▶ Exercise requirements: Please output exactly the lines from the one containing "Need: a point on every instance of the small" through the last line of the records, both included.

▶ Stored items from a collection:
━━━━━━━━

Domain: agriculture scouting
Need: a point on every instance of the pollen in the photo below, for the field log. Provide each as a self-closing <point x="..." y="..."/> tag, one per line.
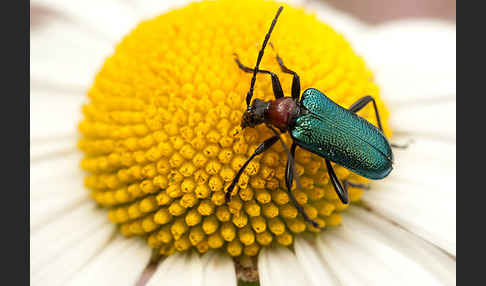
<point x="161" y="131"/>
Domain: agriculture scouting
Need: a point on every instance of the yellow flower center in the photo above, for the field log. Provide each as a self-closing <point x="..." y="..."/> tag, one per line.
<point x="161" y="132"/>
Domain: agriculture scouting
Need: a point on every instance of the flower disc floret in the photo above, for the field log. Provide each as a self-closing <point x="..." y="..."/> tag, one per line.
<point x="161" y="132"/>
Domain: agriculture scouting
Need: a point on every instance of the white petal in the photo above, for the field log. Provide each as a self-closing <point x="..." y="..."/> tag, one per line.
<point x="420" y="194"/>
<point x="437" y="262"/>
<point x="315" y="268"/>
<point x="279" y="266"/>
<point x="218" y="269"/>
<point x="412" y="59"/>
<point x="120" y="263"/>
<point x="63" y="56"/>
<point x="59" y="145"/>
<point x="426" y="119"/>
<point x="56" y="187"/>
<point x="381" y="254"/>
<point x="66" y="231"/>
<point x="54" y="114"/>
<point x="179" y="269"/>
<point x="108" y="18"/>
<point x="147" y="9"/>
<point x="340" y="21"/>
<point x="63" y="266"/>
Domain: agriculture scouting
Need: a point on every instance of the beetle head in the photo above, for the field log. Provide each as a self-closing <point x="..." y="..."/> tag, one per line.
<point x="255" y="114"/>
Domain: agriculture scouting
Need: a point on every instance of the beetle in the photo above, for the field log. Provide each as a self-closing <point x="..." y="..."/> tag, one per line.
<point x="319" y="125"/>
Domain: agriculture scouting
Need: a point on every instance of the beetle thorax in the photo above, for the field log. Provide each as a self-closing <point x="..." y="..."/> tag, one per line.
<point x="280" y="113"/>
<point x="255" y="114"/>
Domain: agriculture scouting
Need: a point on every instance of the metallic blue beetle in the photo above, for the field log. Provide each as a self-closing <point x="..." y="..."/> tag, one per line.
<point x="319" y="125"/>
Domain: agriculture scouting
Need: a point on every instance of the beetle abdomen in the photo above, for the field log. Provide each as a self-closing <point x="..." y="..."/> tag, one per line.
<point x="341" y="136"/>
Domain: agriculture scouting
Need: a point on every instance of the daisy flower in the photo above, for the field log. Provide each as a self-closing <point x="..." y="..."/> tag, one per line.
<point x="135" y="114"/>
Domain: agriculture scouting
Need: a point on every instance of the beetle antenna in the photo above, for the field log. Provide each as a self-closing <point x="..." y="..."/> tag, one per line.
<point x="260" y="55"/>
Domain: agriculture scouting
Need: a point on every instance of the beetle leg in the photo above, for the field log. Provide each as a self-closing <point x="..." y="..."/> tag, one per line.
<point x="295" y="79"/>
<point x="288" y="181"/>
<point x="249" y="95"/>
<point x="347" y="184"/>
<point x="342" y="192"/>
<point x="260" y="149"/>
<point x="277" y="88"/>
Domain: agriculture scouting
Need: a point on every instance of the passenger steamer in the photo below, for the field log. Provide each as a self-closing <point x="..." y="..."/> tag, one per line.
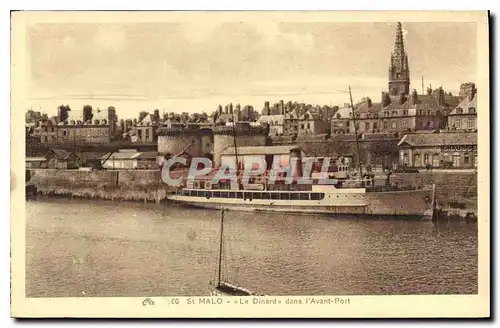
<point x="356" y="196"/>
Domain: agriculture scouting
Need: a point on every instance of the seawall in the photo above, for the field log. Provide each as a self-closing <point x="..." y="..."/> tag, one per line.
<point x="134" y="185"/>
<point x="454" y="189"/>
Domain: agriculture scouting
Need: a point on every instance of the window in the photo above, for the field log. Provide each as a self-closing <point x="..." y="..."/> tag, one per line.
<point x="317" y="196"/>
<point x="285" y="196"/>
<point x="417" y="160"/>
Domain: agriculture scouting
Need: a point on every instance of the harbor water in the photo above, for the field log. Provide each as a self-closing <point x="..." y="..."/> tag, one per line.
<point x="77" y="247"/>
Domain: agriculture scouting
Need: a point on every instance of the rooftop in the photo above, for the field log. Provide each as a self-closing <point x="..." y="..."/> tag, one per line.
<point x="439" y="139"/>
<point x="260" y="150"/>
<point x="464" y="106"/>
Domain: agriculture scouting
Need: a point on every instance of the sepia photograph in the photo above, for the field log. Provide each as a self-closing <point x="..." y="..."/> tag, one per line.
<point x="275" y="159"/>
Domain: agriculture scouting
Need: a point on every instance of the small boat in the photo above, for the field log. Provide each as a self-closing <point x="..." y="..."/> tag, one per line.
<point x="221" y="287"/>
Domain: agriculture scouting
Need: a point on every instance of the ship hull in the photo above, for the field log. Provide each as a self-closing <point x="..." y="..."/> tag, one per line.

━━━━━━━━

▶ Written response:
Need: a point on every instance of the small boat in the photo above, for the field log. Provide each as a self-closing <point x="..." y="..."/> tag, one per line.
<point x="221" y="287"/>
Domain: agriculture scouting
Need: a point on every instance of the ship hull in the photo above, for the field log. Provide each as a self-closing <point x="..." y="..."/> tag, one per line.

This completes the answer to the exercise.